-- RECORDS FOR THE TASK --
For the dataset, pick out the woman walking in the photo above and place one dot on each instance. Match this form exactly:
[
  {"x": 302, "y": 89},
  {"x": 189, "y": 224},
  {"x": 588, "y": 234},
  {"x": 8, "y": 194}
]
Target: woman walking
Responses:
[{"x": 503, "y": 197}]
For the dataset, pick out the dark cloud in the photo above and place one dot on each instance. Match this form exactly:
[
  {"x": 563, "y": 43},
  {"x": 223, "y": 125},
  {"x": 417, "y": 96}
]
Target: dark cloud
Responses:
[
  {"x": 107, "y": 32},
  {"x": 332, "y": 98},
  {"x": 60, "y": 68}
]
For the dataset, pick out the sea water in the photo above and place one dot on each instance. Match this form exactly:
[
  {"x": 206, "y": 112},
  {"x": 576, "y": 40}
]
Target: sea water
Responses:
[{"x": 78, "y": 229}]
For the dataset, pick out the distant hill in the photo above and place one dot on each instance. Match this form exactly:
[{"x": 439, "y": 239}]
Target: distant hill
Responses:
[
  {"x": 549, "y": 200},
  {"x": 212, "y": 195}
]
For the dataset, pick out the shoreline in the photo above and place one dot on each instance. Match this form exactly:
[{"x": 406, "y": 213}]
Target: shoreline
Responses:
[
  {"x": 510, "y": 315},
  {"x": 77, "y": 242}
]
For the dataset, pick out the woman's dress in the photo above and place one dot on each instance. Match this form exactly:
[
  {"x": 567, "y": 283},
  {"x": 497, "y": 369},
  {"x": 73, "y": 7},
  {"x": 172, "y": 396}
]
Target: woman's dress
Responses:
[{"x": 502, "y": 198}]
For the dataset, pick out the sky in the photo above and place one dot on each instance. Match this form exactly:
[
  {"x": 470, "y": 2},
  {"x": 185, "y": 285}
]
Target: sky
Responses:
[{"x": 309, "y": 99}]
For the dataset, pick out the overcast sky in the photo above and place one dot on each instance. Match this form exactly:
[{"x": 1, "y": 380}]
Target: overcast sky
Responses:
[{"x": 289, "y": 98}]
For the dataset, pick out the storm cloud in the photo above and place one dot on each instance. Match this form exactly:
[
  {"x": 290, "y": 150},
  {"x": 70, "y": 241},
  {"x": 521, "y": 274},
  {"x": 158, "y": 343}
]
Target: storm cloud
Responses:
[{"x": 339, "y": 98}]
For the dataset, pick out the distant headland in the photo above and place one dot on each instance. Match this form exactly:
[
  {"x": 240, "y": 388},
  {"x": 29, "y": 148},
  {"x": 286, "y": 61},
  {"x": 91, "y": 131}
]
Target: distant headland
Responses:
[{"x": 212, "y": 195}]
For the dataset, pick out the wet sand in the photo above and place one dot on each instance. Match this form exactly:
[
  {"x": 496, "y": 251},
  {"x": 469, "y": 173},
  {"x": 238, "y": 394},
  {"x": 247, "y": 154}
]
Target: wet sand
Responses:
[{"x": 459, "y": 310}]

-- TASK ITEM --
Every record above is to be restated exactly as it reads.

-- RESULT OF THIS EXERCISE --
For the dataset, pick out the woman walking in the photo above and place one dot on each instance. Match this form exactly:
[
  {"x": 302, "y": 89},
  {"x": 189, "y": 224},
  {"x": 588, "y": 234},
  {"x": 8, "y": 194}
]
Target: woman walking
Responses:
[{"x": 503, "y": 197}]
For the dataset, pick out the dark cloud in the photo above and place one dot on each instance. Match this form exactly:
[
  {"x": 563, "y": 43},
  {"x": 223, "y": 125},
  {"x": 417, "y": 96}
]
Target: dark cloud
Responses:
[
  {"x": 107, "y": 32},
  {"x": 332, "y": 98},
  {"x": 60, "y": 68}
]
For the dataset, pick out the sea water in the photo above and place one dot on each instance. Match this form exactly:
[
  {"x": 206, "y": 112},
  {"x": 576, "y": 40}
]
Target: sea water
Responses:
[{"x": 78, "y": 229}]
For the dataset, pick out the distant hill in the photo above and place one dot on each instance. Match this form exactly:
[{"x": 439, "y": 239}]
Target: distant hill
Responses:
[
  {"x": 549, "y": 200},
  {"x": 212, "y": 195}
]
For the dataset, pick out the shoreline in the photo above and place one dot on each instance. Match this form exactly:
[{"x": 406, "y": 213}]
Target: shoreline
Responses:
[
  {"x": 510, "y": 315},
  {"x": 77, "y": 242}
]
For the dataset, pick out the woman's dress in the photo above and place one dot on each instance. Match this form exactly:
[
  {"x": 567, "y": 283},
  {"x": 497, "y": 369},
  {"x": 73, "y": 7},
  {"x": 172, "y": 396}
]
Target: woman's dress
Responses:
[{"x": 502, "y": 198}]
For the dataset, pick out the sky in the photo above and place one dot on each instance. Match this form exactly:
[
  {"x": 470, "y": 2},
  {"x": 185, "y": 285}
]
Target: sky
Responses:
[{"x": 309, "y": 99}]
For the dataset, pick out the overcast sky in the photo above and place one dot on each instance. Match this form exactly:
[{"x": 1, "y": 380}]
Target: overcast sky
Responses:
[{"x": 289, "y": 98}]
For the dataset, pick out the storm cloud in the photo above and place one dot on each instance. Match this form exactly:
[
  {"x": 290, "y": 150},
  {"x": 70, "y": 241},
  {"x": 521, "y": 274},
  {"x": 158, "y": 343}
]
Target: storm cloud
Responses:
[{"x": 339, "y": 98}]
For the dataset, pick out the distant headland in the photo above and place one dot on each instance. Match this form exactly:
[
  {"x": 240, "y": 388},
  {"x": 29, "y": 148},
  {"x": 286, "y": 61},
  {"x": 91, "y": 131}
]
Target: distant headland
Responses:
[{"x": 212, "y": 195}]
For the dataset, pick out the wet sand in the photo above and place one dot on each instance. Match this form exactly:
[
  {"x": 496, "y": 251},
  {"x": 469, "y": 173},
  {"x": 238, "y": 394},
  {"x": 247, "y": 154}
]
Target: wet sand
Responses:
[{"x": 459, "y": 310}]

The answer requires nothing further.